▸ **Entries from a dataset**
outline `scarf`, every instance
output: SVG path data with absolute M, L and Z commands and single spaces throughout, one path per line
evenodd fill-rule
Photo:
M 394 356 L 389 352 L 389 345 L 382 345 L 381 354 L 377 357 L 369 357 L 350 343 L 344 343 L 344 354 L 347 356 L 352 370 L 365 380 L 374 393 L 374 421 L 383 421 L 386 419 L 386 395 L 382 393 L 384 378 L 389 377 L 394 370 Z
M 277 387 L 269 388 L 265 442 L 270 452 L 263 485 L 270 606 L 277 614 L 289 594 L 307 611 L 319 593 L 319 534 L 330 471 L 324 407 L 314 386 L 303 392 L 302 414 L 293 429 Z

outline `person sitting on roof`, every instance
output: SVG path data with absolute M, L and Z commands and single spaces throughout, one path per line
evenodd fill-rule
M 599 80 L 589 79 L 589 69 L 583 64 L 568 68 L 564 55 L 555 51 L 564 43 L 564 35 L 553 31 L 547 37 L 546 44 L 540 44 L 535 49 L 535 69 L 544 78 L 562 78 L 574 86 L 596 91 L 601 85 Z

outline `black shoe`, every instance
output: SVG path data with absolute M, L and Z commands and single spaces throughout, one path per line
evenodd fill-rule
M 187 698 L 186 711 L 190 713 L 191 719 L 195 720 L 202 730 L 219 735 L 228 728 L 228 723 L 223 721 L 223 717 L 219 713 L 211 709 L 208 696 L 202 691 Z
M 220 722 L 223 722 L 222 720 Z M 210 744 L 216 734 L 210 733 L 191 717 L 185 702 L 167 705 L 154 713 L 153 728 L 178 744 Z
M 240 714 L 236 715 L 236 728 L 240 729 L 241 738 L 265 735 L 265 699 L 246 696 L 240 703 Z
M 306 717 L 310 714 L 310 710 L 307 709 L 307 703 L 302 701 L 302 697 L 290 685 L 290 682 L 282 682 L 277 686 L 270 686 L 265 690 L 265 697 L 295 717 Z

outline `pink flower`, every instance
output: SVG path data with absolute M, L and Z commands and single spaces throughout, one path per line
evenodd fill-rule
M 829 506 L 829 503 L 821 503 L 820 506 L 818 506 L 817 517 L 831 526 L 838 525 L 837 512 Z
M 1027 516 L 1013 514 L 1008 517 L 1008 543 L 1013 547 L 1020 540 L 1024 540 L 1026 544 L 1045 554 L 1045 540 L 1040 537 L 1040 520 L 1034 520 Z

▸ **Do this**
Turn every line of the entries above into a Markdown table with the columns "Row" and "Line". Number the rows in order and leave out the blank lines.

▸ **Exercise answer**
| Row | Line |
|---|---|
| 1 | outline `scarf`, every instance |
| 2 | output: SVG path data with absolute M, L and Z commands and single spaces throughout, one path per line |
| 3 | evenodd fill-rule |
| 4 | Photo: |
| 5 | M 394 356 L 389 352 L 389 345 L 382 345 L 381 354 L 377 357 L 369 357 L 350 343 L 344 343 L 344 354 L 347 356 L 352 370 L 365 380 L 374 393 L 374 421 L 383 421 L 386 419 L 386 395 L 382 393 L 384 378 L 389 377 L 394 370 Z |
| 6 | M 277 387 L 269 388 L 265 442 L 270 452 L 263 485 L 270 606 L 277 614 L 289 594 L 307 611 L 319 593 L 319 534 L 330 471 L 324 407 L 314 386 L 303 392 L 302 414 L 293 429 Z |
| 7 | outline `person sitting on roof`, every instance |
| 8 | output: SVG path data with absolute M, L and Z commands and single spaces throughout, one path per line |
| 9 | evenodd fill-rule |
| 10 | M 599 80 L 589 79 L 589 69 L 583 64 L 568 68 L 564 55 L 555 51 L 564 43 L 564 35 L 553 31 L 547 37 L 546 44 L 540 44 L 535 49 L 535 69 L 544 78 L 562 78 L 574 86 L 596 91 L 601 85 Z |
| 11 | outline `black shoe`, every instance |
| 12 | output: SVG path data with absolute M, L and Z commands and single spaces throughout, one path per line |
| 13 | evenodd fill-rule |
| 14 | M 187 698 L 186 711 L 190 713 L 191 719 L 195 720 L 202 730 L 219 735 L 228 728 L 228 723 L 223 721 L 223 717 L 219 713 L 211 709 L 208 696 L 202 691 Z |
| 15 | M 220 722 L 223 722 L 222 720 Z M 210 744 L 216 734 L 210 733 L 191 717 L 185 702 L 167 705 L 154 713 L 153 728 L 178 744 Z |
| 16 | M 240 714 L 236 715 L 236 728 L 240 729 L 241 738 L 265 735 L 265 699 L 246 696 L 240 703 Z |
| 17 | M 306 717 L 310 714 L 310 710 L 307 709 L 307 703 L 302 701 L 302 697 L 290 685 L 290 682 L 282 682 L 277 686 L 270 686 L 265 690 L 265 697 L 295 717 Z |
| 18 | outline `pink flower`, every instance |
| 19 | output: SVG path data with absolute M, L and Z commands and single spaces throughout, one path per line |
| 20 | evenodd fill-rule |
| 21 | M 829 506 L 829 503 L 821 503 L 820 506 L 818 506 L 817 517 L 831 526 L 838 525 L 837 512 Z |
| 22 | M 1027 516 L 1013 514 L 1008 517 L 1008 543 L 1013 547 L 1020 540 L 1024 540 L 1026 544 L 1045 554 L 1045 540 L 1040 537 L 1040 520 L 1034 520 Z |